**Requirement:**
How many lines in the records below hold the string "black"? Answer with the number alone.

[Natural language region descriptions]
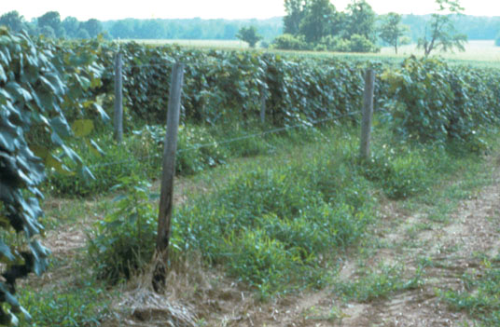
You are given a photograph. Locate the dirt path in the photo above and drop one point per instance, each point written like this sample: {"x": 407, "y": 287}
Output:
{"x": 440, "y": 252}
{"x": 409, "y": 239}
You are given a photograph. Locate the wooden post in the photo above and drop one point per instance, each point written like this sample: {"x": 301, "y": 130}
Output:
{"x": 366, "y": 123}
{"x": 262, "y": 106}
{"x": 167, "y": 181}
{"x": 118, "y": 117}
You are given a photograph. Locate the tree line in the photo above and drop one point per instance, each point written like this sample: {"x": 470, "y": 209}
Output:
{"x": 341, "y": 27}
{"x": 50, "y": 25}
{"x": 317, "y": 25}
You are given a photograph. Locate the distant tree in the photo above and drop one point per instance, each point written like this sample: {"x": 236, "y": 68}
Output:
{"x": 440, "y": 33}
{"x": 93, "y": 27}
{"x": 71, "y": 25}
{"x": 295, "y": 12}
{"x": 51, "y": 19}
{"x": 360, "y": 20}
{"x": 249, "y": 35}
{"x": 48, "y": 32}
{"x": 230, "y": 32}
{"x": 82, "y": 34}
{"x": 392, "y": 31}
{"x": 151, "y": 29}
{"x": 13, "y": 21}
{"x": 122, "y": 29}
{"x": 290, "y": 42}
{"x": 319, "y": 20}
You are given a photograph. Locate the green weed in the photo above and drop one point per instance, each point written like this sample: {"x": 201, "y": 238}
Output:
{"x": 123, "y": 243}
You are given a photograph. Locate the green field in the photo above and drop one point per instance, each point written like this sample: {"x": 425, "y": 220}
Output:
{"x": 478, "y": 53}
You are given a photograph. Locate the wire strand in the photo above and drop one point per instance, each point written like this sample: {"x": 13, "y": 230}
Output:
{"x": 229, "y": 141}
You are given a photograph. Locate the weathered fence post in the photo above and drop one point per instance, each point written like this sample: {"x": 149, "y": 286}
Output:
{"x": 366, "y": 123}
{"x": 262, "y": 106}
{"x": 118, "y": 116}
{"x": 167, "y": 181}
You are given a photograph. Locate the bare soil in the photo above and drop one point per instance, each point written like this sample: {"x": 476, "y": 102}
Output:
{"x": 201, "y": 298}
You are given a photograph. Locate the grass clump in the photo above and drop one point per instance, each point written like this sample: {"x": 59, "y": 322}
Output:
{"x": 273, "y": 227}
{"x": 123, "y": 243}
{"x": 81, "y": 304}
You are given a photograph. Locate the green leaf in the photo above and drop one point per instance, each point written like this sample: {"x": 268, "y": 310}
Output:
{"x": 82, "y": 127}
{"x": 5, "y": 251}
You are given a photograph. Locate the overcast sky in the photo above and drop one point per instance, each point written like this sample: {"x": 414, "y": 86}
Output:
{"x": 228, "y": 9}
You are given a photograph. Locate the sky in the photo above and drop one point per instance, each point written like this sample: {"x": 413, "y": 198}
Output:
{"x": 207, "y": 9}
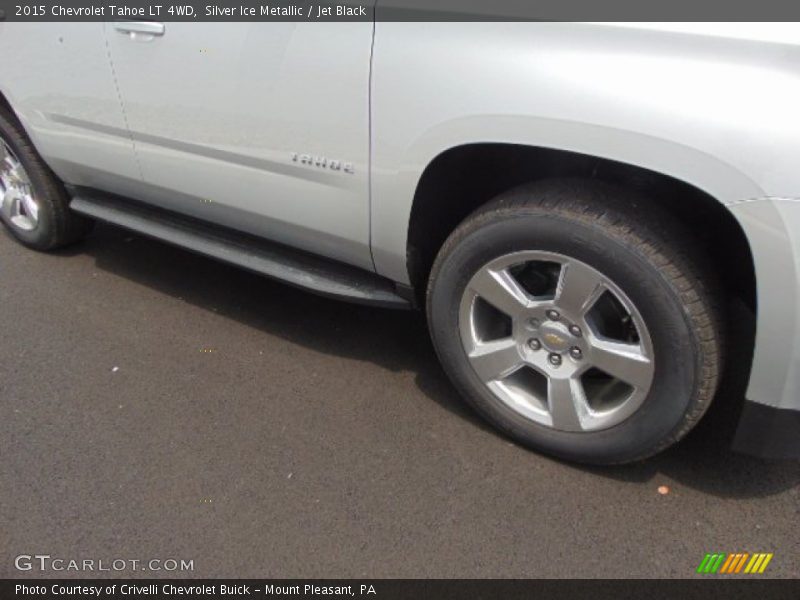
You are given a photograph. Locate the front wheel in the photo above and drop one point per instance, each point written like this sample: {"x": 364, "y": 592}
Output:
{"x": 570, "y": 316}
{"x": 34, "y": 205}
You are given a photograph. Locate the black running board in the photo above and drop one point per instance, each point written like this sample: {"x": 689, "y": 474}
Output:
{"x": 315, "y": 274}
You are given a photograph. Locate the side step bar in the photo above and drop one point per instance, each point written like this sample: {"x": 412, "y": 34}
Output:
{"x": 315, "y": 274}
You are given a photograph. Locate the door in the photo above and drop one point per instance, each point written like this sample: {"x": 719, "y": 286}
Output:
{"x": 262, "y": 127}
{"x": 58, "y": 78}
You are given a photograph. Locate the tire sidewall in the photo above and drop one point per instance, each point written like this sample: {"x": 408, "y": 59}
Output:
{"x": 675, "y": 347}
{"x": 42, "y": 234}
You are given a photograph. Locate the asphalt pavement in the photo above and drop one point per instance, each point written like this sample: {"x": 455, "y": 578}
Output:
{"x": 155, "y": 404}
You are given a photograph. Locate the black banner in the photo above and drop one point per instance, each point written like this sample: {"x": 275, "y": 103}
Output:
{"x": 397, "y": 10}
{"x": 390, "y": 589}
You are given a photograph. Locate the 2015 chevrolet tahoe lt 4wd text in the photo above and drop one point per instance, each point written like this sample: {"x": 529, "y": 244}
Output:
{"x": 573, "y": 204}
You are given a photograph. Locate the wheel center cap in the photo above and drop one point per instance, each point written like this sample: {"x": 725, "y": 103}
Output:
{"x": 555, "y": 337}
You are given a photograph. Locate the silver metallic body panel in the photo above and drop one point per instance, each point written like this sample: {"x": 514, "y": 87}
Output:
{"x": 714, "y": 105}
{"x": 205, "y": 118}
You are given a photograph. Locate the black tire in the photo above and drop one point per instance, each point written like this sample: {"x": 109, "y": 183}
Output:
{"x": 56, "y": 225}
{"x": 647, "y": 254}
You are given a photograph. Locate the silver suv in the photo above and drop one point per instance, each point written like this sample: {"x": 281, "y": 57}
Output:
{"x": 575, "y": 205}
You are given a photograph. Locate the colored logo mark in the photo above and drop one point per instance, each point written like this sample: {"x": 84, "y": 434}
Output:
{"x": 739, "y": 562}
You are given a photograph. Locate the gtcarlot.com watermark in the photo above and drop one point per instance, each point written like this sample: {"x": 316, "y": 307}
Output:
{"x": 45, "y": 563}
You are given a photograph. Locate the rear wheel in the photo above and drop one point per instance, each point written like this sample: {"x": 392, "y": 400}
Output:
{"x": 570, "y": 316}
{"x": 34, "y": 205}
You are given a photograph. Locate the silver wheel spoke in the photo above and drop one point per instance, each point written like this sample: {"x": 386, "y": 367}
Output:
{"x": 579, "y": 286}
{"x": 17, "y": 203}
{"x": 500, "y": 290}
{"x": 31, "y": 208}
{"x": 623, "y": 361}
{"x": 495, "y": 360}
{"x": 555, "y": 356}
{"x": 7, "y": 202}
{"x": 566, "y": 403}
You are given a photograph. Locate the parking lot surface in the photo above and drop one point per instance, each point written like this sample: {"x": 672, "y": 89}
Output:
{"x": 156, "y": 404}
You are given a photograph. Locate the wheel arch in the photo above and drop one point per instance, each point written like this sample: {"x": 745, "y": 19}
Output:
{"x": 461, "y": 178}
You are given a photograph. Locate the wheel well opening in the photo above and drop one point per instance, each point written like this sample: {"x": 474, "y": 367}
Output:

**Answer to this exercise:**
3